▶ [Objective A] From the circle question below, list every length value it states, each paired with the part of the figure it measures.
▶ [Objective B]
Answer these questions using the circle question below.
(i) To what is the smaller circle tangent?
(ii) What kind of right triangle does the approach identify?
(iii) Between which points does the hypotenuse of that triangle run?
▶ [Objective C] Write out the stretch of the circle question below from "What is the" through "square side ).".

BEGIN Text segment

What is the radius of the small circle inscribed in a square?

Question

If we are given a square with sides of length 4cm. The smaller circle is tangent to the larger circle and the two sides of the square as shown in the photo below. How can i find the length of the radius of the smaller circle? My approach :

• The radius of the large circle is 2cm ( 1/2 length of the square side ).
• there is a right triangle( 45-45-90) where each leg is equal 2cm , and the hypotenuse( which is the segment from the center of the big circle passing through the center of the small one until the vertex of the square ) is 2$ \sqrt 2 $
• the segment that joins the radius of the small circle until the vertex of the square is equal -2+2 $\sqrt 2 $.

END Text segment
BEGIN Recorded data

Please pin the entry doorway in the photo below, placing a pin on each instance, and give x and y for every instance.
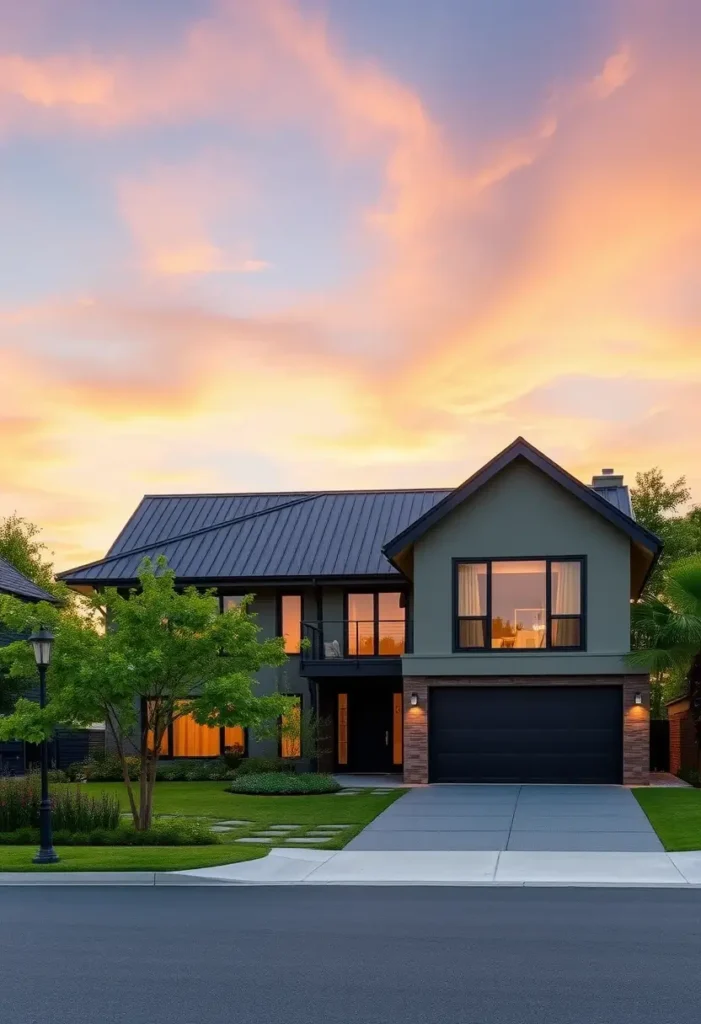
(368, 730)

END Recorded data

▶ [Task response A]
- 4cm: each side of the square
- 2cm: the radius of the large circle
- 2cm: each leg of the right triangle
- 2√2: the hypotenuse of the right triangle
- -2+2√2: the segment from the radius of the small circle to the vertex of the square

▶ [Task response B]
(i) The larger circle and two sides of the square.
(ii) A 45-45-90 triangle.
(iii) From the center of the big circle, through the center of the small one, to the vertex of the square.

▶ [Task response C]
What is the radius of the small circle inscribed in a square?

Question

If we are given a square with sides of length 4cm. The smaller circle is tangent to the larger circle and the two sides of the square as shown in the photo below. How can i find the length of the radius of the smaller circle? My approach :

• The radius of the large circle is 2cm ( 1/2 length of the square side ).